* TEXTABSCHNITT *
========================================================================

Ich meine: Man sollte solche bodenlosen Auslassungen nicht allzu ernst nehmen. Wer heute „die Linke“ immer noch als Partei der Mauermörder bezeichnet, beweist dadurch nur eins: Er hat nie mit Parteimitgliedern der Linken gesprochen, er kennt die Wähler der Linken nicht, er kennt überhaupt die Wählerschaft außerhalb seiner Stammklientel nicht, er will im Osten der Stadt keine Stimmen gewinnen. Er weiß nicht, was die Stunde geschlagen hat. Er schläft und will weiterschlafen. Er will nur zeigen: „Hört her, ich verstehe euch, ich leide eure Phantomschmerzen mit. Ich igle mich gerne bei euch an den Lagerfeuern ein. Es ist so schön kuschlig. Lasst uns näher zusammenrücken, uns verteidigen gegen die böse feindliche Welt da draußen! Die Mörder sind unter uns! Hütet euch vor denen! Wir sind die Guten!“

Für eine solche Haltung fand Minister Tiefensee (SPD) das richtige Wort: Heuchelei. Und Wolfgang Böhmer (CDU) nennt es Lüge. Dies berichtet die taz heute:

Ein Journalist fragt nach dem Ost-Kongress, den die CDU an diesem Freitag in Dresden abhält, und nach dem entsprechenden Antrag für den Bundesparteitag im Dezember, der sich zur Hälfte mit der DDR-Vergangenheit beschäftigt. Da bricht es aus Böhmer heraus. „Es kann doch nicht sein“, sagt er, „dass die CDU die einzige Partei ist, die nicht weiß, dass es zu DDR-Zeiten auch eine Ost-CDU gab.“ Die Blockpartei wird in dem Papier mit keiner Silbe erwähnt. Böhmer empfindet das offenbar als eine barmherzige Lüge.

========================================================================

* AUFGABEN *
1/ Mit welchem Wort bezeichnet Minister Tiefensee laut dem Textabschnitt eine solche Haltung?
2/ Schreiben Sie aus dem Textabschnitt die Passage wortgetreu ab, beginnend mit „Ein Journalist fragt“ und fortlaufend bis einschließlich „eine barmherzige Lüge.“.
3/ Führen Sie alle Sätze aus dem Textabschnitt auf, die mit einem Ausrufezeichen enden.

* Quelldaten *
========================================================================

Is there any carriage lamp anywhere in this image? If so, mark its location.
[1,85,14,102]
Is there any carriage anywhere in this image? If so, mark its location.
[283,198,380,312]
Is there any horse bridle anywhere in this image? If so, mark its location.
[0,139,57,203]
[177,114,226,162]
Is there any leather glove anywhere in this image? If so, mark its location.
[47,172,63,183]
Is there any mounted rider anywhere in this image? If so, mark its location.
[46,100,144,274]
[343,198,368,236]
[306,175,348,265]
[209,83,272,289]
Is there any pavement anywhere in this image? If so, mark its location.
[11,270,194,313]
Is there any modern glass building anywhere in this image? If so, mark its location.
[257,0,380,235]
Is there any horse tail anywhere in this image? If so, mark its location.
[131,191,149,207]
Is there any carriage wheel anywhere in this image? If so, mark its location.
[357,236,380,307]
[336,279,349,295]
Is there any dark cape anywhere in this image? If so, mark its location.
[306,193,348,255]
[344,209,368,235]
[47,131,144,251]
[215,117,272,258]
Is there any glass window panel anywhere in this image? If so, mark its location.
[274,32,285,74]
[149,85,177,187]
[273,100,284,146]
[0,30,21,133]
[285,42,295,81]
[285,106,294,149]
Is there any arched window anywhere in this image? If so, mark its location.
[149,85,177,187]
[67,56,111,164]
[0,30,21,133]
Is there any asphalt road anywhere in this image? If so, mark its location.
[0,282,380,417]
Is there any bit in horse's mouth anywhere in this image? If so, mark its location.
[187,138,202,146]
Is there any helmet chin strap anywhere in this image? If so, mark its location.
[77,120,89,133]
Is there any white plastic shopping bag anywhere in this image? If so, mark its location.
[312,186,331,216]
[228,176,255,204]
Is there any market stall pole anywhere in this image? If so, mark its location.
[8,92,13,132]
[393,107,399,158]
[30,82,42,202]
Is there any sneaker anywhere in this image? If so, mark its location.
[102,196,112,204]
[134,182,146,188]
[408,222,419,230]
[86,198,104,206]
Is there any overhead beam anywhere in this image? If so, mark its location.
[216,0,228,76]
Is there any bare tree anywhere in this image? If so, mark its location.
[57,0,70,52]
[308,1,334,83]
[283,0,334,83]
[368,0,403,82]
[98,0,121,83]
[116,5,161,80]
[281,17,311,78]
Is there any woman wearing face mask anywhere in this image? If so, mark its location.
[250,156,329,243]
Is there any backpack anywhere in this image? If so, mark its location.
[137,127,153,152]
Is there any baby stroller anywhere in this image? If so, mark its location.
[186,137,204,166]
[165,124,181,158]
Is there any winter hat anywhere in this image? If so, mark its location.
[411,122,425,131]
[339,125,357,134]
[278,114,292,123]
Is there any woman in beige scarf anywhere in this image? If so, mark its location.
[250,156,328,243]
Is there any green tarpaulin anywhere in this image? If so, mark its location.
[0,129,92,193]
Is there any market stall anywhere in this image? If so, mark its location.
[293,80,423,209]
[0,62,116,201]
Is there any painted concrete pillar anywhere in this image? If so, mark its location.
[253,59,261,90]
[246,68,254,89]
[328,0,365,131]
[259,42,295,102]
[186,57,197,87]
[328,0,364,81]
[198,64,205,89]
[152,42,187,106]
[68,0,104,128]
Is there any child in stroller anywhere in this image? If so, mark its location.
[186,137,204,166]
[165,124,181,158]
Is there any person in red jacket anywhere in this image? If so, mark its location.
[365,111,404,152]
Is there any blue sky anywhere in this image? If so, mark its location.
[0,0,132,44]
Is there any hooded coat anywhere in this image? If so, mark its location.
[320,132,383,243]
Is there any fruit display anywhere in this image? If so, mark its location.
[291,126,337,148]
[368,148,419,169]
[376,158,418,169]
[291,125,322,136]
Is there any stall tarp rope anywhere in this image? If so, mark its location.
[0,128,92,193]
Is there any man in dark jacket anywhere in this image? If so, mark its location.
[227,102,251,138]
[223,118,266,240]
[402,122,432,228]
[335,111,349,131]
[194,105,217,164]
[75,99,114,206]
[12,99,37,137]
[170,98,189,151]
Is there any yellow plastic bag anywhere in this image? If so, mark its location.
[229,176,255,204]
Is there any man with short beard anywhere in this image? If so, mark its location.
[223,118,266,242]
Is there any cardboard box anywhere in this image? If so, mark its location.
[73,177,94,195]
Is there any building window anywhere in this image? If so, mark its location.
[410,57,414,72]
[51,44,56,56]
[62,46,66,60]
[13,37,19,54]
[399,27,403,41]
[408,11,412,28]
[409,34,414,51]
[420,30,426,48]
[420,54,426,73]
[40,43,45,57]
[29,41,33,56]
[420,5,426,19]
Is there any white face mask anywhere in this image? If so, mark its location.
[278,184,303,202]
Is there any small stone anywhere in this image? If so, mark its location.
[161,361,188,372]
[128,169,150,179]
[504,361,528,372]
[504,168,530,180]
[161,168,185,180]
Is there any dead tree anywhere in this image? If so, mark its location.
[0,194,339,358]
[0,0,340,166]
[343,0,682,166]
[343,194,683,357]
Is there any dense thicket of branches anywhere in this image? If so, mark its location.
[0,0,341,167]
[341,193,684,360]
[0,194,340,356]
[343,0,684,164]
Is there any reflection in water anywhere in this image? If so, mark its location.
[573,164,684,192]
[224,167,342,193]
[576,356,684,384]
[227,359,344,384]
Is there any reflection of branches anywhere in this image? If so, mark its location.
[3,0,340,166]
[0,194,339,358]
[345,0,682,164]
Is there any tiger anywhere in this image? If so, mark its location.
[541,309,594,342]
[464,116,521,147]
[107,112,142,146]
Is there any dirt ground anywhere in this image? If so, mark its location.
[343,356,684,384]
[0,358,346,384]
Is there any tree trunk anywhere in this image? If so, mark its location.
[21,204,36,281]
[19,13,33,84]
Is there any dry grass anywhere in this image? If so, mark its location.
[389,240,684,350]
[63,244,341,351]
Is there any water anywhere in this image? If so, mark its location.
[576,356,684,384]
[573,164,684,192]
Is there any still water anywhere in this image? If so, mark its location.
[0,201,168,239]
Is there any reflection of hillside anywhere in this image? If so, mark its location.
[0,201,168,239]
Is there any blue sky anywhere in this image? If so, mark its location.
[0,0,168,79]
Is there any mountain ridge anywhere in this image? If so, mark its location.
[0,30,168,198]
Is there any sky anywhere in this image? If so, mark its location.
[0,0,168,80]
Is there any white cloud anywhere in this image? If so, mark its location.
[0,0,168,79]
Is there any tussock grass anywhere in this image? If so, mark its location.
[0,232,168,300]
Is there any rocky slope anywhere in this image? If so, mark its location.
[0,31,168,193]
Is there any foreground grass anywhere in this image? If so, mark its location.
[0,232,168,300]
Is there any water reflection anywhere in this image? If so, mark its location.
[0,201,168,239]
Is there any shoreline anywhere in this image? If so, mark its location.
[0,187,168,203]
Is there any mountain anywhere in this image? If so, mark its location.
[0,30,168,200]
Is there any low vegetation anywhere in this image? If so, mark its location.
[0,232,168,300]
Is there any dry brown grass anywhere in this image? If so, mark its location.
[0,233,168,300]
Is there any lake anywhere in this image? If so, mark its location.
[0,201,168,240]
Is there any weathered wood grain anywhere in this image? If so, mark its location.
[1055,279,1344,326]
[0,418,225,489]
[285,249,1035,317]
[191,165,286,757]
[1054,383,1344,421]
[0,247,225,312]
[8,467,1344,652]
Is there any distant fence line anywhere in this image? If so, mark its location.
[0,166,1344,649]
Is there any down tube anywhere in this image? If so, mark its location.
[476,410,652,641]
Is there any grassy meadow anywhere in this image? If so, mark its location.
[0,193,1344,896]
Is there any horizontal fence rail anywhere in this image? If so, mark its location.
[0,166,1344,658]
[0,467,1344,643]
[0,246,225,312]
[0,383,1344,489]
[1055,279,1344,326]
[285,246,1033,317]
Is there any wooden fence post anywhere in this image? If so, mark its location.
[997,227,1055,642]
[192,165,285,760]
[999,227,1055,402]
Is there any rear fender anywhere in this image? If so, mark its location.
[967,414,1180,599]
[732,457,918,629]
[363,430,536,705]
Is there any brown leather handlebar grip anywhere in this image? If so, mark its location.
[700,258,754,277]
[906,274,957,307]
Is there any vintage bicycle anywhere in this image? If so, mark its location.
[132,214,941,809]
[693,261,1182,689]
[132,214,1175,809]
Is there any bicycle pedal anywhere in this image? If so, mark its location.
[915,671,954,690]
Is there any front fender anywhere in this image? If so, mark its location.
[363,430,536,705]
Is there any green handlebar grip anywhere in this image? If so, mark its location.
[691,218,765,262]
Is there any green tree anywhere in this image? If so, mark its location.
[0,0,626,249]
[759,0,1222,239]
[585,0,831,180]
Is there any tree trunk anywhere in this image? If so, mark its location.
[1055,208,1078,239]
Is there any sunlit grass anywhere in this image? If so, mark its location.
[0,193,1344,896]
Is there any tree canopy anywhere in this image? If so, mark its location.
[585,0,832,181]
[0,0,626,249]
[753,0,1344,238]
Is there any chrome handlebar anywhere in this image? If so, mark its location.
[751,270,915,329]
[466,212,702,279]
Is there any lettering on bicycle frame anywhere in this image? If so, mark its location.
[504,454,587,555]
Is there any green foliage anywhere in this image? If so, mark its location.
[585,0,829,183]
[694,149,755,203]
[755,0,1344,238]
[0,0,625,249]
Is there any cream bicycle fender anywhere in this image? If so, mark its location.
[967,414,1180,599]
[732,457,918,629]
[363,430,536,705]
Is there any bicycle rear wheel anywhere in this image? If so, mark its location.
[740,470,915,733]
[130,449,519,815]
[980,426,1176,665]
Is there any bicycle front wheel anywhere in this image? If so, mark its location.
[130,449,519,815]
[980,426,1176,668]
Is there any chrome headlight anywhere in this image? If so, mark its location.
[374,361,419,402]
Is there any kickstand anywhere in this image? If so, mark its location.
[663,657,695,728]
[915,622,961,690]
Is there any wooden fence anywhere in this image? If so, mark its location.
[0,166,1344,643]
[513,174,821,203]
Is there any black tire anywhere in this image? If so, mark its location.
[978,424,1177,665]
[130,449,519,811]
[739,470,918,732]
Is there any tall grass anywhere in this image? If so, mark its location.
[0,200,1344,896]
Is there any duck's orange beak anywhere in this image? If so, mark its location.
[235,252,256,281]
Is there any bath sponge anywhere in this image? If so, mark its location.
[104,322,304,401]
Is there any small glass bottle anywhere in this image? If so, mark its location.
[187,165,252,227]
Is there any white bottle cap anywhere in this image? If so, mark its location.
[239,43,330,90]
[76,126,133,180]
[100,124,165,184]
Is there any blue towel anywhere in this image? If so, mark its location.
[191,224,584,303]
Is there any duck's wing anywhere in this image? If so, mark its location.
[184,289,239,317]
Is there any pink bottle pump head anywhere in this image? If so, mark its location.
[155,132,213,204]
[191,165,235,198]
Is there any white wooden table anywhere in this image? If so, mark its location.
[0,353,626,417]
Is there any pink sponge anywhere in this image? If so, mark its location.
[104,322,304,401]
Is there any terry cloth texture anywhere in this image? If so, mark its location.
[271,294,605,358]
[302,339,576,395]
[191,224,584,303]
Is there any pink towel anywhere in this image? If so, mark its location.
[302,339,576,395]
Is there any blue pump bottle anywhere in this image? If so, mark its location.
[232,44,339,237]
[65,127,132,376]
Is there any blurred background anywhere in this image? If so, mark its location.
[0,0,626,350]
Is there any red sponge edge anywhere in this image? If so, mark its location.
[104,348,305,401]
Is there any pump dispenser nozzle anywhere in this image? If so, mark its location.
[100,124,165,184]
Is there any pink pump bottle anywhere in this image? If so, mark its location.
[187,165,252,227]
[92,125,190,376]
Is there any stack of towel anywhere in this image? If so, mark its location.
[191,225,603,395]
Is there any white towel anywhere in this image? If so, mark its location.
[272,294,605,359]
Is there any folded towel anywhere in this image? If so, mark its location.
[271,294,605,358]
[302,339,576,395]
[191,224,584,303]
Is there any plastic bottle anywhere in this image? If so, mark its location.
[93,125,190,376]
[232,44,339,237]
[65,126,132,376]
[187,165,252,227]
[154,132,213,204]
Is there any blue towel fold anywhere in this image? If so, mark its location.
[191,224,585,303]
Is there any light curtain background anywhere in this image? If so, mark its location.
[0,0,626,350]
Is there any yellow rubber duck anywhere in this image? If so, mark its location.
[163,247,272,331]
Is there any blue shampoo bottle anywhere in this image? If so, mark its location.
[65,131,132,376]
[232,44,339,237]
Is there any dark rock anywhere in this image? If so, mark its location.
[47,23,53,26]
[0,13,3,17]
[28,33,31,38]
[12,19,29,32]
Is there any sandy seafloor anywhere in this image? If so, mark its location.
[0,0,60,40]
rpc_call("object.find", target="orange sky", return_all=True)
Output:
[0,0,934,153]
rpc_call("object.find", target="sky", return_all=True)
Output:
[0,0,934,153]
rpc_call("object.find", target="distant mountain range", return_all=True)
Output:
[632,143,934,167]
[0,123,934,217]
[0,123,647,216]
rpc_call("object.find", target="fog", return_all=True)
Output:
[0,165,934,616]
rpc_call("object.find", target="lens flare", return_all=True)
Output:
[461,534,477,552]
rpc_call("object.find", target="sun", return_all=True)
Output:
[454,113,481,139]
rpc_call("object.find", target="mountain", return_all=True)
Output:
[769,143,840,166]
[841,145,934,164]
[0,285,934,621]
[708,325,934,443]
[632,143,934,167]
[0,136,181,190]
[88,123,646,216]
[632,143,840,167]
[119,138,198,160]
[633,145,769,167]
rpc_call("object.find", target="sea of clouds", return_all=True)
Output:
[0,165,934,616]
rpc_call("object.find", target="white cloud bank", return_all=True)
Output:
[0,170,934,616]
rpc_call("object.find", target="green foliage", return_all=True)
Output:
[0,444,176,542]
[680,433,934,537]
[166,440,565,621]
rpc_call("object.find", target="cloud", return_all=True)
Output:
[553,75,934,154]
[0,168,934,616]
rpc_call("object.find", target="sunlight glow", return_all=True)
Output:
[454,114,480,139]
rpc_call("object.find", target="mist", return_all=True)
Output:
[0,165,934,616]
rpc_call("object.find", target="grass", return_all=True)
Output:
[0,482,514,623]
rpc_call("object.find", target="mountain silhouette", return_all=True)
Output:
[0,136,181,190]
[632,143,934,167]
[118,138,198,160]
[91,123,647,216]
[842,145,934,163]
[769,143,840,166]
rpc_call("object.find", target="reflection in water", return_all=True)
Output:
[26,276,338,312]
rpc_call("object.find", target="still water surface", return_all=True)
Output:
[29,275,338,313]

========================================================================

* LÖSUNGEN *
1/ Heuchelei

2/
Ein Journalist fragt nach dem Ost-Kongress, den die CDU an diesem Freitag in Dresden abhält, und nach dem entsprechenden Antrag für den Bundesparteitag im Dezember, der sich zur Hälfte mit der DDR-Vergangenheit beschäftigt. Da bricht es aus Böhmer heraus. „Es kann doch nicht sein“, sagt er, „dass die CDU die einzige Partei ist, die nicht weiß, dass es zu DDR-Zeiten auch eine Ost-CDU gab.“ Die Blockpartei wird in dem Papier mit keiner Silbe erwähnt. Böhmer empfindet das offenbar als eine barmherzige Lüge.

3/
- Lasst uns näher zusammenrücken, uns verteidigen gegen die böse feindliche Welt da draußen!
- Die Mörder sind unter uns!
- Hütet euch vor denen!
- Wir sind die Guten!